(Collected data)
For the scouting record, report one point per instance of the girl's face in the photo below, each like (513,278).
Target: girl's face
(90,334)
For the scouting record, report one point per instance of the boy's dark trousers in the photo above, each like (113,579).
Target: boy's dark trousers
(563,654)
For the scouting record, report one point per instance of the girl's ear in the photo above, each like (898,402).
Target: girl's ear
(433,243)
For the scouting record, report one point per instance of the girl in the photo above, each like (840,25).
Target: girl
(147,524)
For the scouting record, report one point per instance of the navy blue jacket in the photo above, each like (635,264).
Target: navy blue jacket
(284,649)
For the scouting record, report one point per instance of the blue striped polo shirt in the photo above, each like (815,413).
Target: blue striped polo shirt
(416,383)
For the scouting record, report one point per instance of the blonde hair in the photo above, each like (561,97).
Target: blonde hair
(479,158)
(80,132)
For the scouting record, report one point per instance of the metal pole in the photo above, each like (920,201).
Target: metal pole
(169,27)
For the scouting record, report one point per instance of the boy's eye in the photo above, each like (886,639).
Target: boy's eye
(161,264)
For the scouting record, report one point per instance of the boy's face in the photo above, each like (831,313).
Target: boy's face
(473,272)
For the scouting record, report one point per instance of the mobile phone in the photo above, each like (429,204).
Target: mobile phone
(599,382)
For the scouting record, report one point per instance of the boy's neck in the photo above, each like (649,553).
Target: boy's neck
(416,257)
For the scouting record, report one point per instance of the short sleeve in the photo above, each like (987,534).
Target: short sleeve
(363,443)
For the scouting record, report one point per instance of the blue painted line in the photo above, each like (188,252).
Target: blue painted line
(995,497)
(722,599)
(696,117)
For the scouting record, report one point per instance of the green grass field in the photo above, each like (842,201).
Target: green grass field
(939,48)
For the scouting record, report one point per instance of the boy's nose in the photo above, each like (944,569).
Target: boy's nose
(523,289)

**What to do:**
Copy all the records above precisely.

**Answer for the task:**
For the scouting record, report one point per instance of the girl's face in the photo below, each like (513,278).
Target: girl's face
(90,334)
For the scouting record, report one point per instance of the boy's dark trousers in the photo above, each like (113,579).
Target: boy's dark trousers
(563,654)
For the scouting record, report one point per instance of the girl's ear in the photo above, each like (898,402).
Target: girl's ear
(433,243)
For the scouting record, report one point per instance of the girl in the photo above, each like (840,25).
Target: girl
(147,524)
For the scouting record, report one point per instance of the navy blue jacket in the photo above, each like (635,264).
Target: navy blue jacket
(284,649)
For the scouting record, report one point per instance of the blue striped polo shirt in the photo above, each like (815,413).
Target: blue striped polo shirt
(416,383)
For the scouting record, report one point per instance of the blonde hair in the photo above, each like (561,97).
Target: blonde hair
(479,158)
(80,132)
For the scouting record, report one point per instance of the metal pole in the photo above, each like (920,201).
Target: metal pole
(169,27)
For the scouting record, report one point per instance of the boy's eye in the photo above, each like (886,639).
Target: boy's eye
(161,264)
For the scouting record, report one point per instance of the boy's face in the photo above, each like (831,313).
Target: boy's face
(473,272)
For the scouting record, report one point per instance of the mobile phone in the photo above, each like (429,204).
Target: mobile phone
(599,382)
For the scouting record, report one point per instance of the boy's neck in the photo above, each like (649,553).
Target: boy's neck
(416,257)
For the scouting record, report one point per instance of the short sleeve in the photo above, each like (987,534).
Target: short sleeve
(363,443)
For the scouting record, report one point per instance of the blue painted line in the photo above, each like (188,252).
Target: blue painted line
(995,497)
(722,599)
(696,117)
For the scouting record, report one point per instance of the green grass field in the photo above, each like (842,201).
Target: green grass field
(939,48)
For the scouting record, report one point per instance of the boy's nose in the photo above, each like (944,569).
Target: boy's nose
(523,289)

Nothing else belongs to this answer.